Data items:
'''
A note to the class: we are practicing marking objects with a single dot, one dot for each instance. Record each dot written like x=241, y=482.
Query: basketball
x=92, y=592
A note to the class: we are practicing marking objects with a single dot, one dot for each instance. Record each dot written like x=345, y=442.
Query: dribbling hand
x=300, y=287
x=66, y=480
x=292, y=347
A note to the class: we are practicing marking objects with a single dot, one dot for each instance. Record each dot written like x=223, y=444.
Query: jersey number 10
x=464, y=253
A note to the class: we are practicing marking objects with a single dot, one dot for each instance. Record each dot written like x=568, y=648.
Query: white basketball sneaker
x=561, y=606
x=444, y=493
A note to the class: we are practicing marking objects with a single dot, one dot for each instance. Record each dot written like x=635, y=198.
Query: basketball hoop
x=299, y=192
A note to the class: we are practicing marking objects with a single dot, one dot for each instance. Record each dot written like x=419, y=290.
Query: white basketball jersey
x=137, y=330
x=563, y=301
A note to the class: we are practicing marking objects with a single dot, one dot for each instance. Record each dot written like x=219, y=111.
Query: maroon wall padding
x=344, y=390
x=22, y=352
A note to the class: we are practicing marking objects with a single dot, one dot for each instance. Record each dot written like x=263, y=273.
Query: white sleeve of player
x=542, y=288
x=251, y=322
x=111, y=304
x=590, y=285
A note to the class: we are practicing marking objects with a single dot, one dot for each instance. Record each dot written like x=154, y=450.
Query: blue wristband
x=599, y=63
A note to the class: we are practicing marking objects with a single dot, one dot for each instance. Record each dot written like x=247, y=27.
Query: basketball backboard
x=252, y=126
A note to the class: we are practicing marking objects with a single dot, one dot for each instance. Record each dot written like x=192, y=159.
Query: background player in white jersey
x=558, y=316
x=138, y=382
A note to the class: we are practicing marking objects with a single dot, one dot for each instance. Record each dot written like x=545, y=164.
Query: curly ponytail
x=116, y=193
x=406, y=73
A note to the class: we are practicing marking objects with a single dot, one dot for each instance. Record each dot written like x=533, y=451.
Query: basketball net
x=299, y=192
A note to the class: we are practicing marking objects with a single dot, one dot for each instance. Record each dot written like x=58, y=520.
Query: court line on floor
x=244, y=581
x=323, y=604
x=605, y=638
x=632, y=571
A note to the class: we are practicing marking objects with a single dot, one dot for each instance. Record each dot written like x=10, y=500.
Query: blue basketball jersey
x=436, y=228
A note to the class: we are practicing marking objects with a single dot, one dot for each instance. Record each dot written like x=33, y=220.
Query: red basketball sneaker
'''
**What to produce:** Please render all of the data above as a Markdown table with two columns, Row and Line, giving each line its own row number and leaving out any blank lines.

**The answer:**
| Row | Line |
|---|---|
| 1 | A note to the class: we are practicing marking objects with a single dot, one dot for each instance. Record each dot written like x=241, y=482. |
| 2 | Query: basketball |
| 3 | x=92, y=592 |
| 4 | A note to the class: we are practicing marking objects with a single dot, one dot for each instance. Record each dot written like x=345, y=442. |
| 5 | Query: dribbling hand |
| 6 | x=300, y=287 |
| 7 | x=66, y=480 |
| 8 | x=292, y=347 |
| 9 | A note to the class: we are practicing marking objects with a single dot, one dot for each instance. Record each dot written like x=223, y=444. |
| 10 | Query: jersey number 10 |
| 11 | x=464, y=253 |
| 12 | A note to the class: we are practicing marking objects with a single dot, one dot for each instance. Record each dot written like x=568, y=648. |
| 13 | Query: white basketball sneaker |
| 14 | x=561, y=606 |
| 15 | x=444, y=493 |
| 16 | A note to the class: we are practicing marking objects with a single dot, one dot for each instance. Record each dot written like x=635, y=198. |
| 17 | Query: basketball hoop |
| 18 | x=299, y=192 |
| 19 | A note to the class: we are practicing marking objects with a single dot, one dot for each instance. Record each dot written like x=419, y=290. |
| 20 | Query: white basketball jersey |
| 21 | x=137, y=330 |
| 22 | x=563, y=301 |
| 23 | A note to the class: we are practicing marking objects with a single dot, one dot for each instance. Record each dot written like x=219, y=111. |
| 24 | Query: maroon wall padding |
| 25 | x=344, y=390 |
| 26 | x=22, y=352 |
| 27 | A note to the class: we are practicing marking objects with a single dot, one dot for each instance. Record each dot written like x=263, y=273. |
| 28 | Query: white sleeve of player |
| 29 | x=542, y=288 |
| 30 | x=251, y=322 |
| 31 | x=111, y=304 |
| 32 | x=590, y=285 |
| 33 | A note to the class: we are practicing marking objects with a single dot, one dot for each instance. Record each dot written like x=154, y=450. |
| 34 | Query: blue wristband |
| 35 | x=599, y=63 |
| 36 | A note to the class: we are practicing marking objects with a single dot, one dot for each instance. Record each dot written like x=247, y=27. |
| 37 | Query: basketball backboard |
| 38 | x=252, y=126 |
| 39 | A note to the class: we are practicing marking objects with a single dot, one dot for each instance. Record each dot written like x=192, y=159. |
| 40 | Query: background player in white jersey |
| 41 | x=558, y=316 |
| 42 | x=138, y=382 |
| 43 | A note to the class: we are practicing marking objects with a single dot, one dot for each instance. Record each dot written like x=545, y=164. |
| 44 | Query: curly ponytail |
| 45 | x=116, y=193 |
| 46 | x=406, y=73 |
| 47 | A note to the class: we are practicing marking objects with a single dot, one dot for each instance. Record each dot written like x=533, y=451. |
| 48 | Query: basketball net |
| 49 | x=299, y=192 |
| 50 | A note to the class: we are practicing marking objects with a single dot, one dot for each instance. Record each dot written like x=58, y=520. |
| 51 | Query: court line on floor |
| 52 | x=244, y=581 |
| 53 | x=323, y=604 |
| 54 | x=605, y=638 |
| 55 | x=632, y=571 |
| 56 | A note to the class: we are practicing marking objects with a single dot, one dot for each instance. Record each dot written like x=10, y=500. |
| 57 | Query: blue basketball jersey |
| 58 | x=436, y=228 |
| 59 | A note to the class: we are practicing marking objects with a single dot, one dot for each instance. Record each dot written like x=33, y=220. |
| 60 | Query: red basketball sneaker |